# TASK LIST:
a) Tell whether each statement agrees with the lawsuit story. Answer yes or no for each, and quote the words from the lawsuit story that decide it. (i) The couple had picked a white donor known as No. 380. (ii) Midwest Sperm Bank returned the telephone messages left on Wednesday. (iii) The lawsuit asks for at least $50,000 in damages.
b) Return the part of the lawsuit story starting with "That's when Cramblett" and going on through "donor, she said.", copied word for word.

# TEXT UNDER STUDY:

○ ○ ○ ○ ○ ○ ○

This undated family photo provided by Jennifer Cramblett shows her daughter, Payton. Cramblett and her partner, Amanda Zinkon, are suing Midwest Sperm Bank after she became pregnant with sperm donated by a black man instead of a white man, as they had intended. Cramblett was pregnant with Payton, now 2-years-old, when the mistake was discovered. |
The woman is seeking damages and wants to ensure the sperm bank doesn't make a similar mistake again.
Within days of their wedding in New York, Jennifer Cramblett and Amanda Zinkon had become pregnant with the donor sperm. In April 2012, five months into her pregnancy, Cramblett, 36, called Midwest Sperm Bank LLC outside Chicago to reserve sperm from the same donor in the hope that Zinkon, 29, would someday also have a child.
That's when Cramblett received some disturbing news, says a lawsuit filed Monday against Midwest Sperm Bank in Cook County, Illinois: She learned from a sperm bank employee that she had been inseminated with sperm from the wrong donor.
Cramblett said they had chosen sperm from a man known as No. 380, a white donor. The sperm used for insemination came from No. 330, a black donor, she said.
"How could they make a mistake that was so personal?" Cramblett said during a telephone interview on Wednesday.
According to the lawsuit, her excitement about the pending birth was replaced with "anger, disappointment and fear."
"They took a personal choice, a personal decision and took it on themselves to make that choice for us out of pure negligence," Cramblett said.
Telephone messages left Wednesday at Midwest Sperm Bank were not returned. It's unclear who its attorney is.
Cramblett said she and Zinkon love their 2-year-old daughter, Payton, very much and wouldn't change anything about her. But they are concerned about raising her in the predominantly white community where they live.
The lawsuit said they had moved from Akron to Uniontown for better schools and to be closer to Cramblett's family. She said that as a lesbian she has felt the sting of prejudice but doesn't know what it's like to be mistreated because of skin color.
The lawsuit says Cramblett also is worried about how Payton will be treated in her "all-white, and often unconsciously insensitive family."
Therapists have recommended that Cramblett, Zinkon and Payton move to a more racially diverse community with good schools, the lawsuit said.
Cramblett said she decided to sue to prevent the sperm bank from making the same mistake again. The lawsuit says the sperm bank has no electronic record-keeping and no quality controls that would have prevented it from sending the wrong sperm to fertility clinics.
The lawsuit seeks a minimum of $50,000 in damages. Cramblett's attorney, Tim Misny, said some of the compensation would pay for ongoing counseling.

○ ○ ○ ○ ○ ○ ○

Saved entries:
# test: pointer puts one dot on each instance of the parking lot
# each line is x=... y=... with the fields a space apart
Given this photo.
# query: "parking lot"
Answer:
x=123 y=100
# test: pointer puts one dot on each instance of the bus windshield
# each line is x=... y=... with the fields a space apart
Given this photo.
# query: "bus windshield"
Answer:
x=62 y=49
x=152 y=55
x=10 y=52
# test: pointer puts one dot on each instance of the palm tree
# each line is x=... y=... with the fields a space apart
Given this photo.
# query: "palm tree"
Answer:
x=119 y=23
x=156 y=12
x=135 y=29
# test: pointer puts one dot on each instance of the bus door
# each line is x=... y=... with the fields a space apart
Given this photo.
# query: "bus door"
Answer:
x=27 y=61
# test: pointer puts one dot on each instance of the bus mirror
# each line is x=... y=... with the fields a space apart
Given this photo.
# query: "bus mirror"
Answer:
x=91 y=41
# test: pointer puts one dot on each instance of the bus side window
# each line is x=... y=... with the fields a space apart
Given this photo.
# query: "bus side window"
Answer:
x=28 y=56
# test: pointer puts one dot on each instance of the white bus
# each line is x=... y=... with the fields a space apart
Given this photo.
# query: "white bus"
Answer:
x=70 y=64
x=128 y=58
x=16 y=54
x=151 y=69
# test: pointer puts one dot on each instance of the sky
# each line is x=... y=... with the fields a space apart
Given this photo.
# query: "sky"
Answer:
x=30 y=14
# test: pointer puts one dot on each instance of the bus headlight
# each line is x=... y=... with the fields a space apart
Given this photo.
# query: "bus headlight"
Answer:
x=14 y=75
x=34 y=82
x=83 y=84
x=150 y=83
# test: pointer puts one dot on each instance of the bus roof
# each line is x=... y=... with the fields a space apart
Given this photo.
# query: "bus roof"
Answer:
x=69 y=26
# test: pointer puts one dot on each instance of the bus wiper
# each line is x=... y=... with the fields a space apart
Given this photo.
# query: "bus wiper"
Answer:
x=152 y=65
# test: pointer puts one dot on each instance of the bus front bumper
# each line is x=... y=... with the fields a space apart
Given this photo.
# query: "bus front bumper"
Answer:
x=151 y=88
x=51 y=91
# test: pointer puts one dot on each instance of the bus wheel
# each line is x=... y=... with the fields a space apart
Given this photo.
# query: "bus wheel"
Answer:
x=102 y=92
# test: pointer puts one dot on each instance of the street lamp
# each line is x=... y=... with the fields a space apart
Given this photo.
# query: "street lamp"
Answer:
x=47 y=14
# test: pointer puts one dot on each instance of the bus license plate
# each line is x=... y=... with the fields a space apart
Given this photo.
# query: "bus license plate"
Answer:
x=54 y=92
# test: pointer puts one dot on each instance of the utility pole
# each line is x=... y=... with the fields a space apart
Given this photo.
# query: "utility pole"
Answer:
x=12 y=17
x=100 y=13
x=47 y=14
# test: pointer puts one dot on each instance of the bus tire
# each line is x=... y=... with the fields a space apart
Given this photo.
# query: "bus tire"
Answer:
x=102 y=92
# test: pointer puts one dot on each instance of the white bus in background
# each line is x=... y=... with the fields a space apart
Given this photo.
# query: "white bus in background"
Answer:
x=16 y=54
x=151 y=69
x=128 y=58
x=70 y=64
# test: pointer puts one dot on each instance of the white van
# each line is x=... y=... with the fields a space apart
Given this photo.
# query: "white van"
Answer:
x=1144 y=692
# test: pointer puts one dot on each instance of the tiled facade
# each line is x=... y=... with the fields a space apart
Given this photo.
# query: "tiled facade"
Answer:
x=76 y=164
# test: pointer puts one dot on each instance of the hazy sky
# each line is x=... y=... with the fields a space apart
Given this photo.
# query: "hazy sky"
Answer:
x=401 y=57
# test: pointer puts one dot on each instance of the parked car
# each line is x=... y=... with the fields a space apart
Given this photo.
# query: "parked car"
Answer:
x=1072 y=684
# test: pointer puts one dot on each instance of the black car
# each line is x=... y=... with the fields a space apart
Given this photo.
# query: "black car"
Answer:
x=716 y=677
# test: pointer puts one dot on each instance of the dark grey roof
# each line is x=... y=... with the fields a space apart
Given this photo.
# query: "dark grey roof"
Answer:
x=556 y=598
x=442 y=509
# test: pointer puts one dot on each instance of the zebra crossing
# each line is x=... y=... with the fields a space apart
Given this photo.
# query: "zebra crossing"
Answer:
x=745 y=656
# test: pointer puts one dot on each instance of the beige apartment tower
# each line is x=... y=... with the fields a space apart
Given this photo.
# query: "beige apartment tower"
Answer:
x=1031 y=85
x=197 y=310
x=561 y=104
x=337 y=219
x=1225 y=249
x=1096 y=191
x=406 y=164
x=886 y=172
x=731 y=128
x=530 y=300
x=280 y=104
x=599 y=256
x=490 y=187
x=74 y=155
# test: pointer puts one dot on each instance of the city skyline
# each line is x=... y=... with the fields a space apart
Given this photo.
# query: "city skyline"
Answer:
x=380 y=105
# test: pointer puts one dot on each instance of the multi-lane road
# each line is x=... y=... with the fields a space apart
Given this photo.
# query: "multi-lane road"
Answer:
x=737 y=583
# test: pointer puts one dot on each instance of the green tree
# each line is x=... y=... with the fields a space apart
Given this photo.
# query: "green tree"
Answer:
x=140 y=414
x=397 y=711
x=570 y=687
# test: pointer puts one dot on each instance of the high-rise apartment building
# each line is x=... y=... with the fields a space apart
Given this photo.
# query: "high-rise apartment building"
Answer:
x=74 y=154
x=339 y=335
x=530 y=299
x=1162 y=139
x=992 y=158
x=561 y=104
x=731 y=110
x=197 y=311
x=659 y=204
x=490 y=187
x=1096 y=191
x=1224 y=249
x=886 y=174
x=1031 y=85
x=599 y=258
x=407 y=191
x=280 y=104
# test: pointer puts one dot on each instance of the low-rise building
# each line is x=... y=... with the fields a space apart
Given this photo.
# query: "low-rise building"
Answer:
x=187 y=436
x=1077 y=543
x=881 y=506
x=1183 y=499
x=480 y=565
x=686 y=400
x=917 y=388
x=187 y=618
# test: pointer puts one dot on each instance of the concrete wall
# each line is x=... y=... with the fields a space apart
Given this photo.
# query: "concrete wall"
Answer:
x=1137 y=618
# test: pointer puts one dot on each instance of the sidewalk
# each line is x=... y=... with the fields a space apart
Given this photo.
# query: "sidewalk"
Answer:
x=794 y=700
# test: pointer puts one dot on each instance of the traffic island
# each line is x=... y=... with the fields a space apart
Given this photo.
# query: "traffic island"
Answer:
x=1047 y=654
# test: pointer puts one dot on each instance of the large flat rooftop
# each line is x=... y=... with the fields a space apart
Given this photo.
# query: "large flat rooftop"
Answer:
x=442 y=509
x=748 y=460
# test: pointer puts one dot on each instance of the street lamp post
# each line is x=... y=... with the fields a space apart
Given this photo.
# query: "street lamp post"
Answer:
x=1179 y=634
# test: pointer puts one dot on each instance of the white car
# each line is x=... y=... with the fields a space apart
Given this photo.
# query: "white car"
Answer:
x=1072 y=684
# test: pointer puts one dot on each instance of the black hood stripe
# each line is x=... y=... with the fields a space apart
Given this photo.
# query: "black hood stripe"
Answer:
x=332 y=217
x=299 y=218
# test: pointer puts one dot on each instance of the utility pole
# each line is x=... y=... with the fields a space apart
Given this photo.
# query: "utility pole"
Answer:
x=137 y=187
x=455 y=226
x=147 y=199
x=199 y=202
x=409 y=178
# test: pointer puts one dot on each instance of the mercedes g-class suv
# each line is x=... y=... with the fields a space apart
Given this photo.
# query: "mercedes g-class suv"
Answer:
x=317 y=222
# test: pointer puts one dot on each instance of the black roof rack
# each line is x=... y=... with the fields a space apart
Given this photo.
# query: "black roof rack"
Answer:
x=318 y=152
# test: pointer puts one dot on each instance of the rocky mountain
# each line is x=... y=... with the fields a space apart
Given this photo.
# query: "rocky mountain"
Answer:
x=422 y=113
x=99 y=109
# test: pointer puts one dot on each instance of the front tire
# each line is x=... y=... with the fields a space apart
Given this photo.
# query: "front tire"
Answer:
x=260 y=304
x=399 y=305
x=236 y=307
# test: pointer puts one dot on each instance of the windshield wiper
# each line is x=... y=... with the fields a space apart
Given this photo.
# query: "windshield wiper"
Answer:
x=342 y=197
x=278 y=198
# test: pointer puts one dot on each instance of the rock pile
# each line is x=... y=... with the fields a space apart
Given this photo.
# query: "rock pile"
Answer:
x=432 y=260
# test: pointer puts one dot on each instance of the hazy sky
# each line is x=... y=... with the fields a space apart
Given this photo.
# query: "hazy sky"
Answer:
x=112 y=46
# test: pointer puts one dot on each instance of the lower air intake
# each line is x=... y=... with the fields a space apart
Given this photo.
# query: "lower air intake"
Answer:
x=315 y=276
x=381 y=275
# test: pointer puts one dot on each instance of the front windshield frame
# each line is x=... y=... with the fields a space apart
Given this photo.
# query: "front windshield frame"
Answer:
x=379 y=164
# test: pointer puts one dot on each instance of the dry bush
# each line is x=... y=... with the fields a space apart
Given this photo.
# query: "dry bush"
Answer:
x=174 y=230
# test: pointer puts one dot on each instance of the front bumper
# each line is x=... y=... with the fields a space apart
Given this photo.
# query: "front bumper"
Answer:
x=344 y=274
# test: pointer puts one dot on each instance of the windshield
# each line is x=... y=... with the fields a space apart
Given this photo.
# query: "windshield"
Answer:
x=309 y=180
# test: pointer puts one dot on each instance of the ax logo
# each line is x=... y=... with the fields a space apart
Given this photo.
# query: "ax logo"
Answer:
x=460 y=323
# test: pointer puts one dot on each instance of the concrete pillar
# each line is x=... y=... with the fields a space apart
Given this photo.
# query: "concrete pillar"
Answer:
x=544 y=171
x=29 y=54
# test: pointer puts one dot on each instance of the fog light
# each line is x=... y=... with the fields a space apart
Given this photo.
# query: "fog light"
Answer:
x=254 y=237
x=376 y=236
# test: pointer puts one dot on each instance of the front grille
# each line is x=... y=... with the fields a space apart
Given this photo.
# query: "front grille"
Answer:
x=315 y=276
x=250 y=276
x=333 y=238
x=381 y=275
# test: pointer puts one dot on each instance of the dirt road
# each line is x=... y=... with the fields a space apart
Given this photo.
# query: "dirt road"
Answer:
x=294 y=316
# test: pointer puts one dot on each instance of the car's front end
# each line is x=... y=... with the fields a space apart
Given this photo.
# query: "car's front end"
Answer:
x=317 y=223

○ ○ ○ ○ ○ ○ ○

# RESPONSES TO THE TASKS:
a)
(i) Yes: "Cramblett said they had chosen sperm from a man known as No. 380, a white donor."
(ii) No: "Telephone messages left Wednesday at Midwest Sperm Bank were not returned."
(iii) Yes: "The lawsuit seeks a minimum of $50,000 in damages."

b)
That's when Cramblett received some disturbing news, says a lawsuit filed Monday against Midwest Sperm Bank in Cook County, Illinois: She learned from a sperm bank employee that she had been inseminated with sperm from the wrong donor.
Cramblett said they had chosen sperm from a man known as No. 380, a white donor. The sperm used for insemination came from No. 330, a black donor, she said.